* [Kutipan]
───
Astra International (ASII) Terdepak, Ini 10 Saham Dengan Market Cap Terbesar BEI

23 Juli 2024 | 04:40 WIB
Astra International (ASII) Terdepak, Ini 10 Saham Dengan Market Cap Terbesar BEI
ILUSTRASI. Selain ASII, pergeseran juga terjadi pada empat saham dengan market cap terbesar di BEI.

Reporter: Shifa Nur Fadila | Editor: Wahyu T.Rahmawati

KONTAN.CO.ID - JAKARTA. PT Astra International Tbk (ASII) tergeser dari jajaran 10 emiten dengan nilai kapitalisasi pasar (market cap) terbesar di Bursa Efek Indonesia (BEI).

Astra International bertengger pada peringkat 10 dalam jajaran emiten dengan nilai kapitalisasi pasar (market cap) terbesar di Bursa Efek Indonesia (BEI) per akhir Juni 2024. Tetapi pada Senin (22/7), ASII tidak ada di 10 besar dan digeser oleh PT Bank Negara Indonesia Tbk (BBNI) dengan market cap sebesar Rp 188 triliun.

Sejak akhir Juni hingga Senin (22/7), harga saham ASII hanya naik 1,34%. Di periode yang sama, harga saham BBNI melonjak 9,44%. Lonjakan harga saham BBNI yang lebih besar ini menyebabkan market cap BBNI turut melonjak sehingga mampu melewati ASII.

Jika dibandingkan dengan posisi akhir tahun, harga saham BBNI turun 5,12%. Sedangkan harga saham ASII turun 20% sejak awal tahun.

Baca Juga: Simak Rekomendasi Saham Bank Big Four yang Diproyeksi Pulih di Semester II-2024

Berikut 10 saham dengan kapitalisasi pasar terbesar BEI di akhir Juni 2024 dan Senin (22/7):

Juni 2024 22 Juli 2024
No Saham M.Cap (Rp triliun) No Saham M.Cap (Rp triliun)
───
* [Data yang Diberikan]
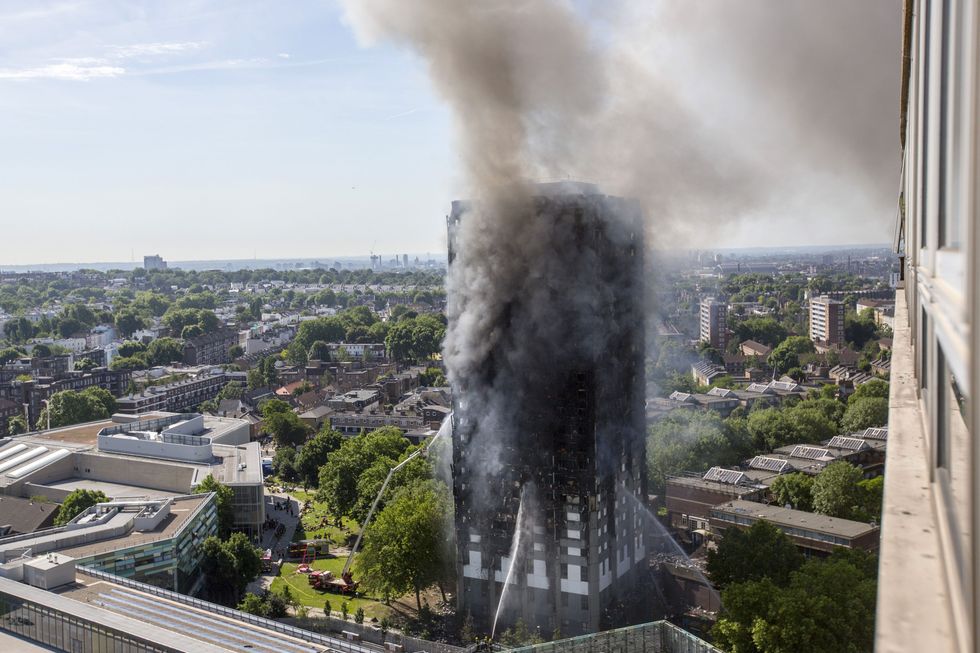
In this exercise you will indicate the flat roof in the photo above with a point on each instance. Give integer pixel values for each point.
───
* [Perintah]
Tolong tentukan apakah setiap pernyataan di bawah ini sesuai dengan kutipan tentang saham ASII. Jawab ya atau tidak, lalu kutip persis kata-kata kutipan yang menentukannya. 1. Pada akhir Juni 2024, ASII berada di peringkat 10 emiten dengan market cap terbesar di BEI. 2. Sejak akhir Juni hingga Senin (22/7), kenaikan harga saham ASII lebih besar daripada kenaikan harga saham BBNI. 3. Sejak awal tahun, harga saham ASII turun 20%.

* [Jawaban Tertulis]
1. Ya: "Astra International bertengger pada peringkat 10 dalam jajaran emiten dengan nilai kapitalisasi pasar (market cap) terbesar di Bursa Efek Indonesia (BEI) per akhir Juni 2024."
2. Tidak: "harga saham ASII hanya naik 1,34%. Di periode yang sama, harga saham BBNI melonjak 9,44%."
3. Ya: "Sedangkan harga saham ASII turun 20% sejak awal tahun."